■ Required work ■
Pictures aside, quote the whole listing exactly.

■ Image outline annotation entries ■
───
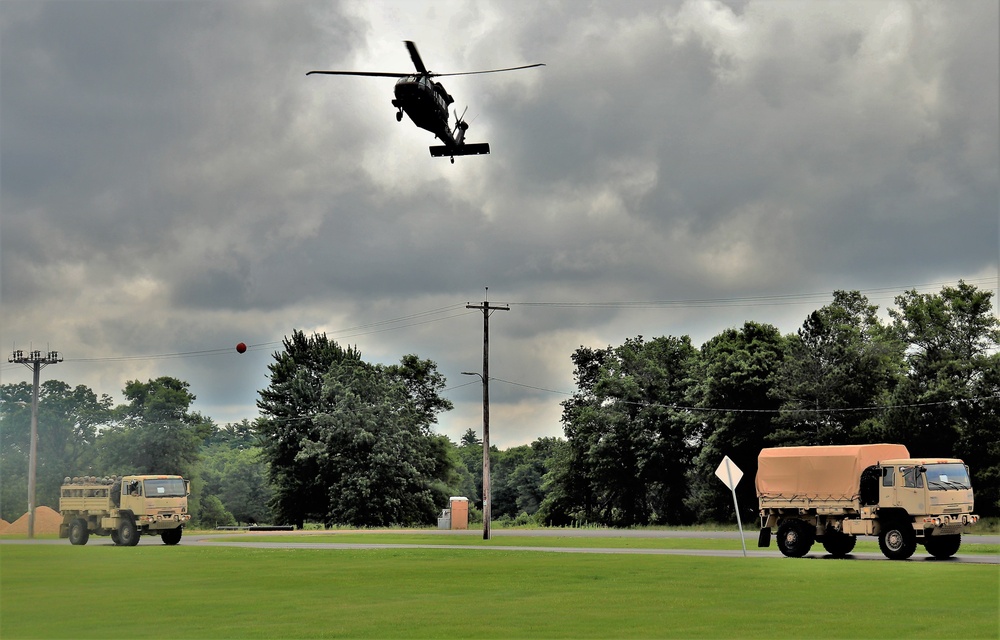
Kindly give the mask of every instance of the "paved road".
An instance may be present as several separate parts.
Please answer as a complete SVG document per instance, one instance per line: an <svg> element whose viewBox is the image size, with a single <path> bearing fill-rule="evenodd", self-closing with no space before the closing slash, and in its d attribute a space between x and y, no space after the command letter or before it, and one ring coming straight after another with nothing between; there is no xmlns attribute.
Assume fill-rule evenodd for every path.
<svg viewBox="0 0 1000 640"><path fill-rule="evenodd" d="M380 544L380 543L342 543L342 542L302 542L302 536L309 535L327 535L335 532L331 531L268 531L261 533L239 533L234 535L233 533L210 533L210 534L188 534L184 536L181 544L184 545L211 545L211 546L223 546L223 547L249 547L256 549L456 549L463 551L482 551L482 550L496 550L496 551L511 551L516 549L519 551L537 551L546 553L603 553L611 555L622 555L622 554L632 554L632 555L676 555L676 556L707 556L707 557L717 557L717 558L738 558L743 556L742 546L734 544L734 549L731 550L697 550L697 549L615 549L615 548L581 548L581 547L532 547L532 546L517 546L509 547L497 545L452 545L452 544ZM364 531L344 531L338 530L336 533L352 533L352 534L373 534L373 533L393 533L405 535L408 533L412 534L433 534L440 535L443 537L448 536L482 536L480 530L472 531L443 531L440 529L423 529L423 530L364 530ZM538 537L538 538L551 538L551 537L585 537L585 538L706 538L706 539L728 539L728 540L739 540L740 534L737 532L728 531L657 531L657 530L615 530L615 529L494 529L491 531L493 539L502 539L504 537L513 536L528 536L528 537ZM272 541L264 542L261 540L254 540L256 537L267 536L271 538ZM298 538L297 540L289 540L288 542L274 542L274 536L294 536ZM963 536L962 541L969 544L1000 544L1000 536ZM66 540L0 540L0 544L69 544ZM102 536L91 536L90 542L88 544L98 544L104 546L111 546L112 542L110 538L104 538ZM155 536L142 536L139 539L139 544L142 545L159 545L162 544L160 539ZM784 558L781 553L774 547L770 549L758 549L756 547L757 537L756 534L747 535L747 556L751 558ZM820 551L812 552L806 555L806 559L812 560L838 560L832 556L824 553L822 547L817 545L813 547L814 549L820 549ZM881 553L852 553L847 556L847 558L841 560L876 560L876 561L888 561L885 556ZM908 562L932 562L932 563L942 563L942 564L989 564L989 565L1000 565L1000 556L997 555L985 555L985 554L965 554L962 555L959 551L959 555L948 558L947 560L939 560L932 556L923 553L923 549L918 547L917 553L913 555Z"/></svg>

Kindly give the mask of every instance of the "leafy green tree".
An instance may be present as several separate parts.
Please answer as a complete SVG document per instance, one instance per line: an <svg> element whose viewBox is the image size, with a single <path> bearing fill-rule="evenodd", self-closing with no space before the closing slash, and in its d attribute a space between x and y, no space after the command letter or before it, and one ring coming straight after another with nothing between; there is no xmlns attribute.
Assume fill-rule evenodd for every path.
───
■ Finished answer ■
Kindly give the mask of every instance of the "paved road".
An instance may be present as several separate parts.
Please answer as a complete SVG document per instance, one instance per line: an <svg> element whose viewBox is the image size, with a single <path> bearing fill-rule="evenodd", self-closing with no space before the closing slash, and in its d attribute a space between x and y, no space after the command letter or before it, and one ring coming straight after another with nothing between; there is no xmlns attribute.
Assume fill-rule evenodd for every path.
<svg viewBox="0 0 1000 640"><path fill-rule="evenodd" d="M380 544L380 543L342 543L342 542L302 542L302 536L309 535L327 535L335 532L331 531L268 531L261 533L239 533L234 535L233 533L210 533L210 534L188 534L184 536L181 544L184 545L211 545L211 546L223 546L223 547L249 547L256 549L456 549L463 551L482 551L482 550L496 550L496 551L511 551L516 549L519 551L537 551L546 553L603 553L611 555L622 555L622 554L632 554L632 555L676 555L676 556L707 556L707 557L717 557L717 558L738 558L743 556L742 546L734 544L734 549L731 550L697 550L697 549L615 549L615 548L581 548L581 547L532 547L532 546L517 546L509 547L497 545L452 545L452 544ZM364 531L344 531L338 530L336 533L352 533L352 534L373 534L373 533L393 533L405 535L408 533L412 534L433 534L440 535L443 537L448 536L482 536L480 530L472 531L443 531L440 529L423 529L423 530L364 530ZM538 537L538 538L551 538L551 537L585 537L585 538L706 538L706 539L728 539L728 540L739 540L740 534L737 532L728 531L657 531L657 530L615 530L615 529L494 529L491 531L493 539L502 539L504 537L513 536L528 536L528 537ZM272 541L264 542L261 540L254 540L256 537L267 536L271 538ZM298 538L297 540L289 540L288 542L274 542L274 536L294 536ZM963 536L962 541L969 544L1000 544L1000 536ZM66 540L0 540L0 544L69 544ZM102 536L91 536L90 542L88 544L98 544L104 546L111 546L112 542L110 538L104 538ZM155 536L142 536L139 539L139 544L142 545L159 545L162 544L160 539ZM784 558L781 553L774 547L770 549L758 549L756 547L757 537L756 534L747 535L747 556L751 558ZM820 551L812 552L806 555L806 559L812 560L838 560L832 556L824 553L822 547L817 545L813 547L814 549L820 549ZM881 553L852 553L847 556L847 558L841 560L876 560L876 561L888 561L885 556ZM908 562L932 562L932 563L942 563L942 564L989 564L989 565L1000 565L1000 556L997 555L985 555L985 554L965 554L962 555L959 551L959 555L948 558L947 560L939 560L932 556L923 553L923 549L918 547L917 553L913 555Z"/></svg>

Kindly give the mask of every instance of the "leafy green tree".
An instance may be present as several separate parts.
Please answer as a complete SVG document per instance, one instance per line: an <svg> element whose viewBox is the image size, with a single <path> bearing fill-rule="evenodd", self-closing with no space before the closing slash, and in its d attribute a space between x and y, no space after the command letter or before it, and one ring coming straight after another with nothing between; there is no xmlns attribute.
Assume fill-rule evenodd for every path.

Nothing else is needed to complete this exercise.